Extrait proposé

════════════════

L’article 225-1 du code pénal prévoit que « constitue une discrimination toute distinction opérée entre les personnes physiques à raison (...) de leur sexe, (...) de leur orientation ou identité sexuelle (...) ». Placer l’orientation sexuelle au côté d’autres facteurs d’aggravation des peines tels que la minorité ou la vulnérabilité n’est pas anodin. Cela rappelle le caractère intolérable de telles atteintes.
En outre, toute personne qui s’estime victime de discriminations, de quelque nature que ce soit (ou ses représentants légaux), peut saisir le Défenseur des droits. Parmi les misions de cette autorité indépendante, consacrée à l’article 71-1 de la Constitution, figurent la lutte contre les discriminations et l’égal accès de toutes et tous aux droits.
Le long chemin de la dépénalisation des relations homosexuelles
Durant les années 1950 et 1960, de nombreuses personnes homosexuelles saisirent la Cour européenne des droits de l’homme (CEDH) afin de faire constater une violation de leurs droits par les Etats qui réprimaient pénalement l’homosexualité, ces demandes étant alors systématiquement rejetées. C’est en 1981 que la CEDH opéra un revirement de jurisprudence, dans l’affaire « Dudgeon c/ Royaume-Uni »(1). La Cour admit que l’incrimination des actes homosexuels était une ingérence permanente dans la vie privée, la notion de « vie privée » recouvrant nécessairement la vie sexuelle de chacun. Depuis, cette jurisprudence de la CEDH est constante(2) et a impliqué une dépénalisation des relations entre individus majeurs et consentants. Subsistait une difficulté : dans la majorité des Etats membres, il existait des âges différents pour la « majorité » homosexuelle masculine (18 ou 21 ans, selon les pays), la « majorité » homosexuelle féminine (qui était la même que pour les hétérosexuels) et la « majorité » hétérosexuelle (15, 17 ou 18 ans, selon les pays). Cette différence de traitement était alors justifiée par l’opinion que « les homosexuels masculins étaient plus enclins à solliciter des relations sexuelles avec des adolescents »(3). Il fallut attendre 2001 et l’arrêt « Sutherland c/ Royaume-Uni »(4) pour que la CEDH mette fin à cette discrimination relative à l’âge minimal du consentement à une relation homosexuelle. Dans cette affaire, la Cour a relevé que « des recherches récentes démontrent que l’orientation sexuelle était en général établie avant la puberté, tant chez les filles que les garçons. [Donc, traiter différemment les actes homosexuels masculins] traduit les préjugés d’une majorité hétérosexuelle envers une minorité homosexuelle. La Cour ne saurait tenir ces attitudes négatives pour une justification suffisante en soi à la différence de traitement en cause »(5).

════════════════

Consigne
Selon l’extrait sur la dépénalisation des relations homosexuelles, en quelle année et dans quelle affaire la CEDH a-t-elle opéré un revirement de jurisprudence ?

════════════════

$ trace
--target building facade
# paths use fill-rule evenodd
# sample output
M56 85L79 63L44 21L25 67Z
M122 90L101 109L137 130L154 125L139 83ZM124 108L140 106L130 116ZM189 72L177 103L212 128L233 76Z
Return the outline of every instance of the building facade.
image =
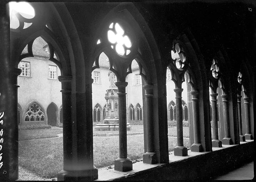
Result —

════════════════

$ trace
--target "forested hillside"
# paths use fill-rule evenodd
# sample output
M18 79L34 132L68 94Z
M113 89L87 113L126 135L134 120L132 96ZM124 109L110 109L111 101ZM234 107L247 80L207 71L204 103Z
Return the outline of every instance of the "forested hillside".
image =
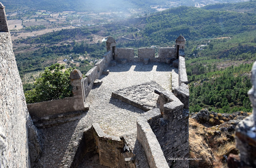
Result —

════════════════

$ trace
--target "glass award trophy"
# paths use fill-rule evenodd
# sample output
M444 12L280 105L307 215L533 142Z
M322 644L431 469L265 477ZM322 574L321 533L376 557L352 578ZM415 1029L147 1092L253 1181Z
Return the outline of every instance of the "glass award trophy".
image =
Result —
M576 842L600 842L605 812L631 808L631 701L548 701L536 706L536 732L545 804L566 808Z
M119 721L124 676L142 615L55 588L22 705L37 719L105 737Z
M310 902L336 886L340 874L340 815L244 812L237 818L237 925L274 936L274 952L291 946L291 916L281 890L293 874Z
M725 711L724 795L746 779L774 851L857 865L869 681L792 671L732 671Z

════════════════

Zone de réponse
En 1981, dans l’affaire « Dudgeon c/ Royaume-Uni ».